Start of Dataset records

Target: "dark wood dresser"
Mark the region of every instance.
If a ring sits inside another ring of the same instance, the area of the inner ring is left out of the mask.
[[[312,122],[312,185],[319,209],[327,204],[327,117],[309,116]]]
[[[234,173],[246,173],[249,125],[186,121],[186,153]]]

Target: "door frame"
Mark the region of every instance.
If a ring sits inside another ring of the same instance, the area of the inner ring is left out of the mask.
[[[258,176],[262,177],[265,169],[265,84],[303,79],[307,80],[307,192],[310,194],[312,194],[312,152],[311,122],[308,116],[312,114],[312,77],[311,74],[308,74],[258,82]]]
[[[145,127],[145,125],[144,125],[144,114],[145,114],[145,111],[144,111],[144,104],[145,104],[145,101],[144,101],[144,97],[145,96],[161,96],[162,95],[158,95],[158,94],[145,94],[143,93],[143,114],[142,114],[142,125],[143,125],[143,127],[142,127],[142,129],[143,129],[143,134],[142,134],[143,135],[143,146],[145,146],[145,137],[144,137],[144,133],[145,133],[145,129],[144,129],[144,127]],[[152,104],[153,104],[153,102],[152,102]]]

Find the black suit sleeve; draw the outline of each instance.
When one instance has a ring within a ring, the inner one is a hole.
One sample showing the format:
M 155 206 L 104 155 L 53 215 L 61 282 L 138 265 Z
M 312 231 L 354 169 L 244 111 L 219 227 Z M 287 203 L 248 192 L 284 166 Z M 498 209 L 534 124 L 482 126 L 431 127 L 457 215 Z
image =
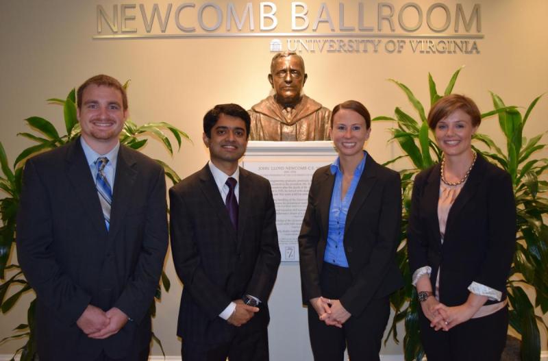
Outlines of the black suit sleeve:
M 67 325 L 76 322 L 91 296 L 64 274 L 55 260 L 51 202 L 32 159 L 23 173 L 17 212 L 17 257 L 25 277 L 40 301 L 53 310 Z
M 319 184 L 316 174 L 317 171 L 312 177 L 310 190 L 308 192 L 308 204 L 299 234 L 299 264 L 301 269 L 303 304 L 308 304 L 311 299 L 321 296 L 320 275 L 316 259 L 318 242 L 320 238 L 320 225 L 318 224 L 316 209 Z
M 214 319 L 232 301 L 219 286 L 212 282 L 202 268 L 192 223 L 192 208 L 177 191 L 169 190 L 170 229 L 173 263 L 184 292 L 210 319 Z
M 393 266 L 399 243 L 401 222 L 401 188 L 399 174 L 390 172 L 383 186 L 382 207 L 370 261 L 360 270 L 340 303 L 351 314 L 360 314 Z
M 497 172 L 488 187 L 487 253 L 474 281 L 504 293 L 516 248 L 516 204 L 512 179 Z
M 139 258 L 133 274 L 114 303 L 114 307 L 137 323 L 147 314 L 167 251 L 166 177 L 161 168 L 155 180 L 151 182 L 147 193 L 147 218 Z
M 260 247 L 255 263 L 253 276 L 247 285 L 246 295 L 258 298 L 266 302 L 276 280 L 281 256 L 276 230 L 276 211 L 270 183 L 264 187 L 265 212 L 262 225 Z

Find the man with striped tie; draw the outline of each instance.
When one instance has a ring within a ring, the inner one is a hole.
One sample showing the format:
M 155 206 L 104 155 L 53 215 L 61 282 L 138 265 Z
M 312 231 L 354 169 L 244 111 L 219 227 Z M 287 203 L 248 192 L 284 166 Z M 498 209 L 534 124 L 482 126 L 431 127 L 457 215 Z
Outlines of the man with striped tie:
M 280 255 L 270 183 L 238 166 L 249 125 L 236 104 L 208 111 L 210 162 L 169 190 L 184 361 L 269 360 L 266 301 Z
M 17 254 L 36 292 L 38 356 L 144 361 L 167 247 L 164 171 L 120 145 L 127 98 L 116 79 L 86 81 L 77 112 L 82 136 L 23 173 Z

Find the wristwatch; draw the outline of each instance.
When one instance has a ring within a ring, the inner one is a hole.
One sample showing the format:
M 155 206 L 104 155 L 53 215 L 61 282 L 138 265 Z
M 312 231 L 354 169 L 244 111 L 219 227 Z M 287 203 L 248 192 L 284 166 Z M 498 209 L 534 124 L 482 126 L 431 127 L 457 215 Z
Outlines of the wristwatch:
M 432 295 L 432 292 L 430 291 L 421 291 L 419 292 L 419 301 L 424 302 Z
M 256 299 L 247 295 L 242 297 L 242 300 L 244 301 L 244 303 L 251 307 L 258 307 L 259 306 L 259 302 Z

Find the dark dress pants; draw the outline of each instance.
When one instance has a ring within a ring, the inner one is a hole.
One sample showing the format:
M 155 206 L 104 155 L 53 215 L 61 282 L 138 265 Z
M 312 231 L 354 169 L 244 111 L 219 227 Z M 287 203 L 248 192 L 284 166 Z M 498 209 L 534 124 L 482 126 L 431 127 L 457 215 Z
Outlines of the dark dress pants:
M 323 264 L 320 286 L 324 297 L 338 299 L 351 283 L 349 269 Z M 320 321 L 308 305 L 308 331 L 314 361 L 342 361 L 347 346 L 351 360 L 378 361 L 388 316 L 388 297 L 373 299 L 361 314 L 351 316 L 342 328 L 338 328 Z
M 420 309 L 420 308 L 419 308 Z M 436 331 L 419 311 L 421 340 L 428 361 L 499 361 L 506 344 L 508 310 Z
M 257 316 L 258 314 L 256 314 L 253 318 Z M 265 323 L 263 327 L 249 332 L 246 330 L 246 325 L 243 325 L 236 330 L 230 343 L 221 345 L 212 345 L 207 340 L 183 340 L 181 347 L 182 360 L 225 361 L 228 358 L 229 361 L 268 361 L 269 335 L 266 326 L 267 323 Z

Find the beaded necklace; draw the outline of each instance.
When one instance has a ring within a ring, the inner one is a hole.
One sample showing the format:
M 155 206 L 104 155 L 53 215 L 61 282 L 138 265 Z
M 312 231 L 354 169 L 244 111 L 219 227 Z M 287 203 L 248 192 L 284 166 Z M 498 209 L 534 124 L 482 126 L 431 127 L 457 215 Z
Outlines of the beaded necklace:
M 477 158 L 477 153 L 476 153 L 476 152 L 473 152 L 473 153 L 474 153 L 474 155 L 473 155 L 473 158 L 472 158 L 472 164 L 470 164 L 470 168 L 468 169 L 468 171 L 466 171 L 466 174 L 464 174 L 464 176 L 458 182 L 447 182 L 447 180 L 445 180 L 445 157 L 444 156 L 441 159 L 441 180 L 442 180 L 442 182 L 443 182 L 443 183 L 445 183 L 447 186 L 458 186 L 459 184 L 461 184 L 464 183 L 466 180 L 466 179 L 468 178 L 468 176 L 470 175 L 470 172 L 472 171 L 472 168 L 473 168 L 474 164 L 475 163 L 475 160 Z

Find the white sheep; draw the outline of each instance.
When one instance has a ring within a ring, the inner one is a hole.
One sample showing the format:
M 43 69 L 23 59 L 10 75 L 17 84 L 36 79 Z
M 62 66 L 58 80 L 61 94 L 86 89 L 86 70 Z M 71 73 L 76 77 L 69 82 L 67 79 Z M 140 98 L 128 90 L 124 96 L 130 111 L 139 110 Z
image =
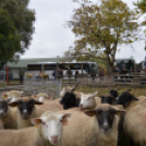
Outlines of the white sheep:
M 0 121 L 3 129 L 16 129 L 16 108 L 11 108 L 8 104 L 11 98 L 0 98 Z
M 89 117 L 71 109 L 60 111 L 72 114 L 69 126 L 64 127 L 62 133 L 62 146 L 117 146 L 117 113 L 124 112 L 117 108 L 101 104 L 96 110 L 85 112 Z
M 66 125 L 70 113 L 59 114 L 47 111 L 40 118 L 32 119 L 38 126 L 23 130 L 0 131 L 1 146 L 59 146 L 62 125 Z
M 4 98 L 12 98 L 11 101 L 14 101 L 17 98 L 20 98 L 23 93 L 24 92 L 22 90 L 10 90 L 10 92 L 3 93 L 2 96 Z
M 13 102 L 9 104 L 11 107 L 17 107 L 16 120 L 17 129 L 31 126 L 31 119 L 40 117 L 45 111 L 59 111 L 62 110 L 62 106 L 53 101 L 42 102 L 29 98 L 22 97 Z M 36 107 L 36 105 L 39 105 Z
M 97 92 L 95 92 L 94 94 L 83 94 L 82 93 L 80 108 L 82 110 L 85 110 L 85 109 L 89 109 L 89 110 L 95 109 L 96 106 L 97 106 L 96 98 L 99 98 L 99 97 L 96 97 L 96 95 L 97 95 Z
M 51 97 L 51 96 L 49 96 L 48 94 L 46 94 L 46 93 L 39 93 L 39 94 L 37 94 L 36 96 L 34 96 L 37 100 L 39 100 L 39 101 L 45 101 L 45 100 L 51 100 L 51 99 L 53 99 L 53 97 Z

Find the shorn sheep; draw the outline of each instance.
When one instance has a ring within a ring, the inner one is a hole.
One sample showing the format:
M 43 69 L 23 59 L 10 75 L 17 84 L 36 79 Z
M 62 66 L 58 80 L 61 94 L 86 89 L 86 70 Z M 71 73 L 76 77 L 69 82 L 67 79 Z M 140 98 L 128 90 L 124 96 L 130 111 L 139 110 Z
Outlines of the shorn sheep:
M 146 145 L 146 108 L 137 104 L 138 99 L 130 94 L 123 92 L 117 104 L 123 105 L 126 113 L 124 115 L 123 129 L 134 143 L 142 146 Z
M 94 94 L 82 93 L 80 108 L 82 110 L 86 110 L 86 109 L 92 110 L 95 109 L 100 104 L 114 105 L 115 102 L 115 98 L 110 94 L 99 96 L 99 97 L 97 97 L 96 95 L 97 92 L 95 92 Z
M 119 107 L 101 104 L 96 110 L 84 112 L 64 110 L 70 113 L 69 125 L 63 129 L 62 146 L 117 146 L 118 118 L 124 112 Z M 92 118 L 90 118 L 92 117 Z
M 1 130 L 1 146 L 60 146 L 62 125 L 68 124 L 70 113 L 47 111 L 40 118 L 32 119 L 33 127 Z
M 8 104 L 11 98 L 0 98 L 0 120 L 3 129 L 16 129 L 16 108 L 11 108 Z
M 17 129 L 31 126 L 31 119 L 41 115 L 41 113 L 47 110 L 59 111 L 63 109 L 62 106 L 57 102 L 45 101 L 42 105 L 42 102 L 29 97 L 22 97 L 9 105 L 11 107 L 17 107 Z
M 2 96 L 4 98 L 12 98 L 11 101 L 14 101 L 15 99 L 20 98 L 23 93 L 24 92 L 21 92 L 21 90 L 10 90 L 10 92 L 3 93 Z

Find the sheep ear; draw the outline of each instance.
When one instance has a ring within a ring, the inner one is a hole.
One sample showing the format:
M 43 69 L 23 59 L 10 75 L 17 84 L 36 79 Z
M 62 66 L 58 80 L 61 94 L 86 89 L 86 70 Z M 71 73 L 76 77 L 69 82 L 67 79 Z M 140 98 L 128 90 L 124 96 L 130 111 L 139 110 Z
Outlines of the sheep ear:
M 32 95 L 32 98 L 37 98 L 37 96 L 36 95 Z
M 41 124 L 41 119 L 40 118 L 34 118 L 31 120 L 31 122 L 34 124 L 34 125 L 38 125 L 38 124 Z
M 61 120 L 62 125 L 68 125 L 69 124 L 68 123 L 68 118 L 70 118 L 70 117 L 71 117 L 71 113 L 65 113 L 65 114 L 62 115 L 62 120 Z
M 10 102 L 13 99 L 13 97 L 7 98 L 7 102 Z
M 20 94 L 23 94 L 24 92 L 22 90 L 22 92 L 20 92 Z
M 85 114 L 87 114 L 88 117 L 94 117 L 96 114 L 95 110 L 93 111 L 85 111 Z
M 115 112 L 117 114 L 122 114 L 122 113 L 125 113 L 125 110 L 117 110 Z
M 34 99 L 35 105 L 44 105 L 44 102 Z
M 7 93 L 2 94 L 2 96 L 3 96 L 4 98 L 8 98 L 8 94 L 7 94 Z
M 135 96 L 132 97 L 134 100 L 138 100 L 138 98 L 136 98 Z
M 9 102 L 8 105 L 11 106 L 11 107 L 16 107 L 19 104 L 19 101 L 13 101 L 13 102 Z
M 96 95 L 97 95 L 97 92 L 95 92 L 93 95 L 90 95 L 89 98 L 94 98 L 94 97 L 96 97 Z
M 53 97 L 49 96 L 48 99 L 51 100 L 51 99 L 53 99 Z

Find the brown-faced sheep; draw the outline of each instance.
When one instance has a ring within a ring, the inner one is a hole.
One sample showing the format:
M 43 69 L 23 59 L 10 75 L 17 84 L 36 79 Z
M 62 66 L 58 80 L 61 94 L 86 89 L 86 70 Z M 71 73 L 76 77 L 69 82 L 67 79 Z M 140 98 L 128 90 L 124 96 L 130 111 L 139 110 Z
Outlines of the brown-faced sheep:
M 137 104 L 137 98 L 127 92 L 123 92 L 118 104 L 123 105 L 126 113 L 124 115 L 124 133 L 137 144 L 146 145 L 146 108 Z
M 63 109 L 62 106 L 57 102 L 45 101 L 42 105 L 42 102 L 29 97 L 22 97 L 9 105 L 11 107 L 17 107 L 17 129 L 31 126 L 31 119 L 40 117 L 45 111 L 59 111 Z
M 66 112 L 72 117 L 69 119 L 70 124 L 63 130 L 62 146 L 117 146 L 117 113 L 124 112 L 123 110 L 102 104 L 96 110 L 86 111 L 89 117 L 71 109 L 60 111 Z
M 21 90 L 10 90 L 10 92 L 3 93 L 2 96 L 4 98 L 12 98 L 11 101 L 14 101 L 17 98 L 20 98 L 23 93 L 24 92 L 21 92 Z
M 0 121 L 3 129 L 16 129 L 16 108 L 8 104 L 11 98 L 0 98 Z

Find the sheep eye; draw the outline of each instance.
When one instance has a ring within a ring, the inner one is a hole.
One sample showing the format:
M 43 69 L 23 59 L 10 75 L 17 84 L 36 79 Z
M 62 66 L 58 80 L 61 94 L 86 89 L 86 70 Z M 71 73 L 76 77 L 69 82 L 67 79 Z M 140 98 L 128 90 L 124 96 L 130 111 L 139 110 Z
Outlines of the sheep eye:
M 45 123 L 45 122 L 42 122 L 42 124 L 44 124 L 44 125 L 46 125 L 46 123 Z

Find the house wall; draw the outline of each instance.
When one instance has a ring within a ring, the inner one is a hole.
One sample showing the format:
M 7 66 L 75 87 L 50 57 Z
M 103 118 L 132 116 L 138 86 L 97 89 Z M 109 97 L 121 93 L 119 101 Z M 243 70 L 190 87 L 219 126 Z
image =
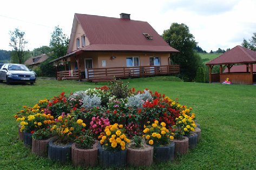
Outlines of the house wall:
M 83 31 L 83 29 L 82 29 L 82 26 L 81 24 L 78 23 L 77 23 L 77 26 L 76 27 L 76 30 L 75 30 L 75 34 L 74 36 L 74 38 L 73 40 L 73 43 L 70 43 L 70 44 L 73 44 L 72 50 L 71 51 L 75 51 L 77 50 L 76 47 L 76 39 L 79 38 L 80 39 L 80 49 L 82 48 L 82 36 L 83 35 L 86 36 L 86 46 L 89 45 L 89 42 L 88 39 L 86 37 L 86 35 L 85 34 L 84 32 Z

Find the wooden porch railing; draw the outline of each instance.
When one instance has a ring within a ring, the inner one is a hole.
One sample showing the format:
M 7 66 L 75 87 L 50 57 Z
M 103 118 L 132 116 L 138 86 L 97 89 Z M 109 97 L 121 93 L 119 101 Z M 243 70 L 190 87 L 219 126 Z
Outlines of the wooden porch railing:
M 179 65 L 87 69 L 87 80 L 106 77 L 119 78 L 168 75 L 180 72 Z
M 73 70 L 58 71 L 57 72 L 57 78 L 58 80 L 78 79 L 78 70 Z

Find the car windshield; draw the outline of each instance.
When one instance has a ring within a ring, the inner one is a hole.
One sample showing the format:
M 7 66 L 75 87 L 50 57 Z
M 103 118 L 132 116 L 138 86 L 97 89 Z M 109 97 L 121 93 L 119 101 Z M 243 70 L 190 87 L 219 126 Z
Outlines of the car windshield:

End of Dataset records

» **Stated task**
Please write out again, line for line, everything from the line containing "Find the shorn" down to the line containing "M 94 94 L 82", with both of those lines included.

» **Answer for the task**
Find the shorn sheep; draw the outline of each instance.
When one instance has a ring within a ring, the inner one is a hole.
One sample showing the format:
M 43 69 L 23 59 L 10 75 L 17 84 L 36 79 Z
M 62 66 L 58 80 L 61 94 L 86 89 L 86 70 Z M 71 73 L 76 77 L 69 82 L 67 79 Z M 140 98 L 128 90 L 124 96 L 130 111 L 139 110 Z
Outlines of the shorn sheep:
M 146 145 L 146 108 L 137 104 L 138 99 L 130 94 L 123 92 L 117 104 L 123 105 L 126 113 L 124 115 L 123 129 L 134 143 L 142 146 Z
M 94 94 L 82 93 L 80 108 L 82 110 L 86 110 L 86 109 L 92 110 L 95 109 L 100 104 L 114 105 L 115 102 L 115 98 L 110 94 L 99 96 L 99 97 L 97 97 L 96 95 L 97 92 L 95 92 Z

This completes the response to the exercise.